▸ **Exercise task**:
From the line with "hay bale, giving" through the final line, transcribe the material below character for character; include no other lines.

━━━ Material provided

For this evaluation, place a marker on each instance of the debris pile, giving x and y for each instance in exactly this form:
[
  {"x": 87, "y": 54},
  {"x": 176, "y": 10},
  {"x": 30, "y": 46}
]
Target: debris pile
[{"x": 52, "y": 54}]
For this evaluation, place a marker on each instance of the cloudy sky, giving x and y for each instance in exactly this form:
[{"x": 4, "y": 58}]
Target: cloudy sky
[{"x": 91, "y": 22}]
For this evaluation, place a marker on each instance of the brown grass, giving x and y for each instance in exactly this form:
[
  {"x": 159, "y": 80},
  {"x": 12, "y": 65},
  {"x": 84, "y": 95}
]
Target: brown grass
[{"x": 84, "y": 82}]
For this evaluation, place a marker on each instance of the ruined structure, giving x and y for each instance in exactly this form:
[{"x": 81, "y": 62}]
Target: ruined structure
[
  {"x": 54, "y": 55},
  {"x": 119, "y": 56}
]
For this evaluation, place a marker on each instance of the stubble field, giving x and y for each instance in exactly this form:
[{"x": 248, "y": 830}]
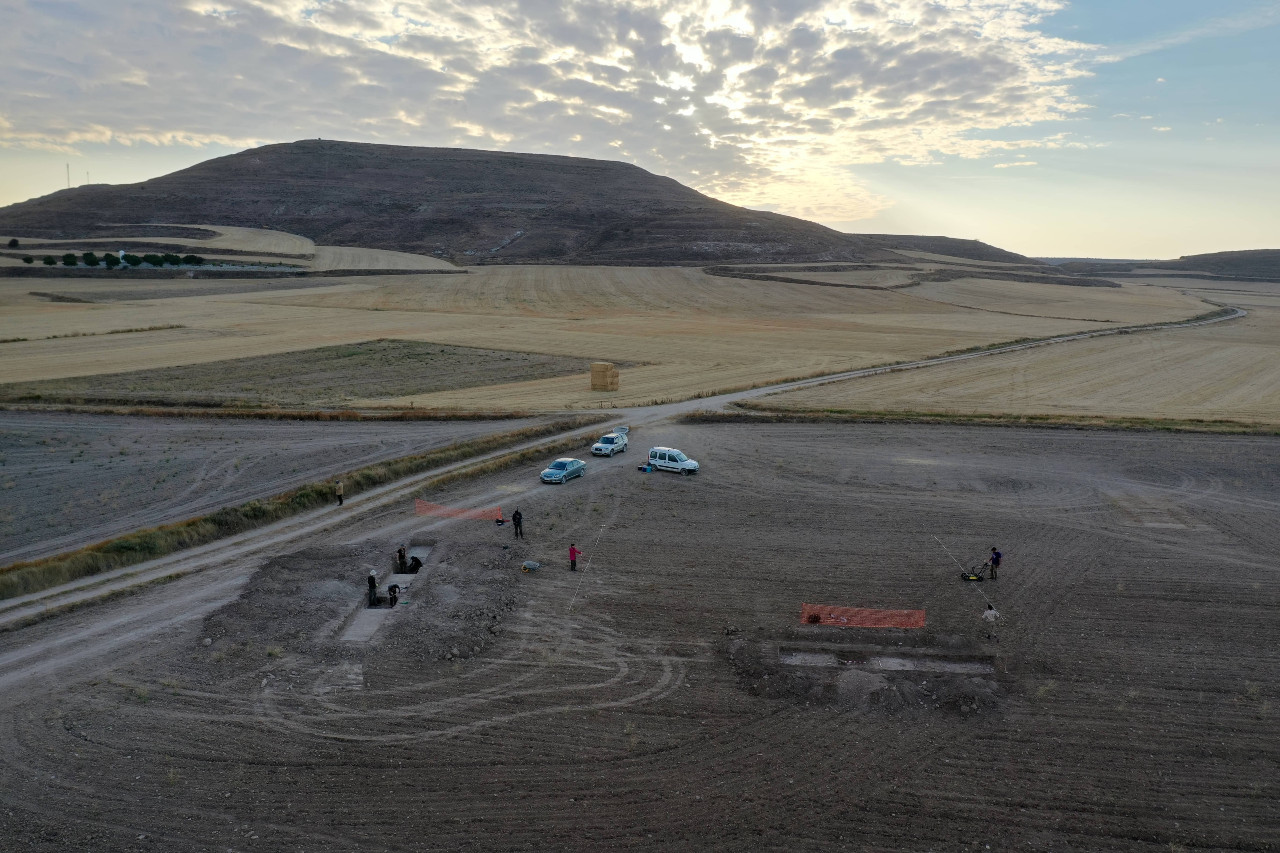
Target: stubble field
[
  {"x": 667, "y": 696},
  {"x": 686, "y": 332},
  {"x": 1225, "y": 370},
  {"x": 69, "y": 480}
]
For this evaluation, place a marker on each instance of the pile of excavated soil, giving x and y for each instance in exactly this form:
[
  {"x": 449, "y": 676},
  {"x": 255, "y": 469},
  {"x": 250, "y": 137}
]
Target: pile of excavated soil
[{"x": 667, "y": 696}]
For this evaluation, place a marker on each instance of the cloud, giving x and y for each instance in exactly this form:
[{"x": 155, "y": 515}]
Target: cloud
[
  {"x": 763, "y": 103},
  {"x": 1257, "y": 18}
]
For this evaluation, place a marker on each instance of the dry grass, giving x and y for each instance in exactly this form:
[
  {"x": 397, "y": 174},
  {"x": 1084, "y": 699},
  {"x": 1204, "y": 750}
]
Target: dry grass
[
  {"x": 352, "y": 258},
  {"x": 325, "y": 377},
  {"x": 1125, "y": 304},
  {"x": 137, "y": 547},
  {"x": 1228, "y": 370},
  {"x": 691, "y": 333}
]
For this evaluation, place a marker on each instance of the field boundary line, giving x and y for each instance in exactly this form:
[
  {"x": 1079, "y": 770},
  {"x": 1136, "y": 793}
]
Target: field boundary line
[{"x": 1215, "y": 316}]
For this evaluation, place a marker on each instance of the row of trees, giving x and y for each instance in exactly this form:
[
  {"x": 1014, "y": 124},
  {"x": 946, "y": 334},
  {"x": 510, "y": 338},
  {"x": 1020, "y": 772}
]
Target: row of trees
[{"x": 112, "y": 261}]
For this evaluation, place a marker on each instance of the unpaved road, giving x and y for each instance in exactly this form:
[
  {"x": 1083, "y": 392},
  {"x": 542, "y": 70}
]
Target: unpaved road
[{"x": 641, "y": 705}]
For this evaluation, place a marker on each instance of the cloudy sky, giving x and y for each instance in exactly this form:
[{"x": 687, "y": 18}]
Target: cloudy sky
[{"x": 1109, "y": 128}]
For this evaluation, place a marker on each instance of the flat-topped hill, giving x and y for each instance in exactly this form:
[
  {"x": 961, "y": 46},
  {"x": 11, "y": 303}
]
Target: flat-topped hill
[
  {"x": 470, "y": 206},
  {"x": 1258, "y": 263}
]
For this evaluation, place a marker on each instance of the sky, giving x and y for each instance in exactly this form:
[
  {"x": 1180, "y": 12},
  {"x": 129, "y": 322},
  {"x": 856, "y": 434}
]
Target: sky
[{"x": 1069, "y": 128}]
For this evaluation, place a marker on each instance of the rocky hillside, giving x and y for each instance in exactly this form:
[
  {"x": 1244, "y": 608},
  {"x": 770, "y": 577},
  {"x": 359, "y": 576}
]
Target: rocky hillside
[{"x": 471, "y": 206}]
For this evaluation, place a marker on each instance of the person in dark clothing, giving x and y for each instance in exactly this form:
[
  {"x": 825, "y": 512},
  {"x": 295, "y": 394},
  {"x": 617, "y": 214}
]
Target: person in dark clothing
[{"x": 993, "y": 562}]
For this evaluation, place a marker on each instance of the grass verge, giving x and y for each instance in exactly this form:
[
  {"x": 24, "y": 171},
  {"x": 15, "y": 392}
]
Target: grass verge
[
  {"x": 23, "y": 578},
  {"x": 755, "y": 413}
]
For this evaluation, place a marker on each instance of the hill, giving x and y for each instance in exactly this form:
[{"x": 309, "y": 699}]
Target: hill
[
  {"x": 470, "y": 206},
  {"x": 1253, "y": 264}
]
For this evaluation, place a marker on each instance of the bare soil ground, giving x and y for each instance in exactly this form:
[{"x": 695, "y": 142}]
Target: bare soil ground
[
  {"x": 667, "y": 697},
  {"x": 327, "y": 377},
  {"x": 69, "y": 480}
]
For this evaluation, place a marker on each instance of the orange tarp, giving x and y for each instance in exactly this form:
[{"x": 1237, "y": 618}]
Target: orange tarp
[
  {"x": 426, "y": 507},
  {"x": 860, "y": 616}
]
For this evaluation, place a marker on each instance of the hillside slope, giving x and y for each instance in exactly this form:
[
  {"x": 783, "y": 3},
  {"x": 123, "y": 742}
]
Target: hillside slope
[
  {"x": 470, "y": 206},
  {"x": 1260, "y": 263}
]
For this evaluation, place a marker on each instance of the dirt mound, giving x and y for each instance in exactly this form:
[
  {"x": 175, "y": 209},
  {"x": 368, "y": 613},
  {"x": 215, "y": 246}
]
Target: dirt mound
[
  {"x": 293, "y": 611},
  {"x": 890, "y": 679}
]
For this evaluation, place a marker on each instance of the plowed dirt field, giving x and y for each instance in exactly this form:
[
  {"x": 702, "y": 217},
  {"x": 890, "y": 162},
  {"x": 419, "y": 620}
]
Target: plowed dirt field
[{"x": 667, "y": 697}]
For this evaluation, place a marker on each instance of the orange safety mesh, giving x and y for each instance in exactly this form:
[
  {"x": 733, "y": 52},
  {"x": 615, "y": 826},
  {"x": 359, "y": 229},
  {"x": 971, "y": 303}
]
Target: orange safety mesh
[
  {"x": 440, "y": 511},
  {"x": 860, "y": 616}
]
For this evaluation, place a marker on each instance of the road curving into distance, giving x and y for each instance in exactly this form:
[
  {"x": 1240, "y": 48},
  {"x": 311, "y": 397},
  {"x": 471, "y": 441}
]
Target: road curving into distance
[{"x": 242, "y": 550}]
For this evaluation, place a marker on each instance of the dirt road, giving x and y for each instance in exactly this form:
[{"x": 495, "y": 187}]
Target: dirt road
[{"x": 667, "y": 697}]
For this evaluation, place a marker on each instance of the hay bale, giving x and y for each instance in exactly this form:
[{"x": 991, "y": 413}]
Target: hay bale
[{"x": 604, "y": 375}]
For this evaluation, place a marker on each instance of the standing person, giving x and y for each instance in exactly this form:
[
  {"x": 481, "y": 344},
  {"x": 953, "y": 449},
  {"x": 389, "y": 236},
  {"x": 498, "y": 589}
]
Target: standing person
[
  {"x": 993, "y": 562},
  {"x": 991, "y": 616}
]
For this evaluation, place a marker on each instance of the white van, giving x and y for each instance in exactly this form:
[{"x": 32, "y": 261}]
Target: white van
[{"x": 668, "y": 459}]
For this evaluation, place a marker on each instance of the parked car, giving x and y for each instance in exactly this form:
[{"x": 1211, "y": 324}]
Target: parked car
[
  {"x": 668, "y": 459},
  {"x": 563, "y": 470},
  {"x": 611, "y": 443}
]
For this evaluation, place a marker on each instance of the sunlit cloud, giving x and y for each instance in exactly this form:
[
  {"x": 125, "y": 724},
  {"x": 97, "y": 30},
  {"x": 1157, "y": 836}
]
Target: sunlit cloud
[
  {"x": 1257, "y": 18},
  {"x": 762, "y": 103}
]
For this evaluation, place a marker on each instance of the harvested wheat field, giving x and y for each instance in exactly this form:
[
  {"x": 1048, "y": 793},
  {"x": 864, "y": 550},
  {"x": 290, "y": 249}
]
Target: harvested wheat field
[
  {"x": 684, "y": 332},
  {"x": 1130, "y": 304},
  {"x": 1224, "y": 370},
  {"x": 667, "y": 696},
  {"x": 353, "y": 258},
  {"x": 71, "y": 480}
]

━━━━━━

▸ **Exercise output**:
For this evaluation, place a marker on each instance of the hay bale, giving x and y for each instance in exactly this form:
[{"x": 991, "y": 413}]
Target: hay bale
[{"x": 604, "y": 375}]
For this evaluation, place a marker on each instance of the standing person, giving x and y for each instance in exactly this form:
[
  {"x": 481, "y": 344},
  {"x": 953, "y": 449},
  {"x": 389, "y": 236},
  {"x": 498, "y": 589}
]
Target: standing person
[
  {"x": 993, "y": 562},
  {"x": 991, "y": 616}
]
For this evaluation, place a marker on each instance of the white van, giving x and y for each instance in exactly this form:
[{"x": 32, "y": 261}]
Target: white van
[{"x": 668, "y": 459}]
For this evaluation, place a marker on each instance of the parked car, giving x and y for each instance in exactly this form:
[{"x": 1211, "y": 324}]
Target: parked car
[
  {"x": 668, "y": 459},
  {"x": 563, "y": 470},
  {"x": 611, "y": 443}
]
For this evaluation, place a marker on each instance of the sunlit cloud, giving x and y for each instance in exactly this form:
[
  {"x": 125, "y": 724},
  {"x": 97, "y": 30},
  {"x": 1157, "y": 836}
]
Target: sunlit cloud
[
  {"x": 1257, "y": 18},
  {"x": 762, "y": 103}
]
For this evaluation, place a marker on each instance of the harvested wheat field, giving x and y for each instance in exactly this form:
[
  {"x": 1048, "y": 793},
  {"x": 864, "y": 550},
  {"x": 290, "y": 249}
]
Target: harvested wheat field
[
  {"x": 684, "y": 332},
  {"x": 1130, "y": 304},
  {"x": 1224, "y": 370},
  {"x": 667, "y": 696},
  {"x": 353, "y": 258},
  {"x": 71, "y": 480}
]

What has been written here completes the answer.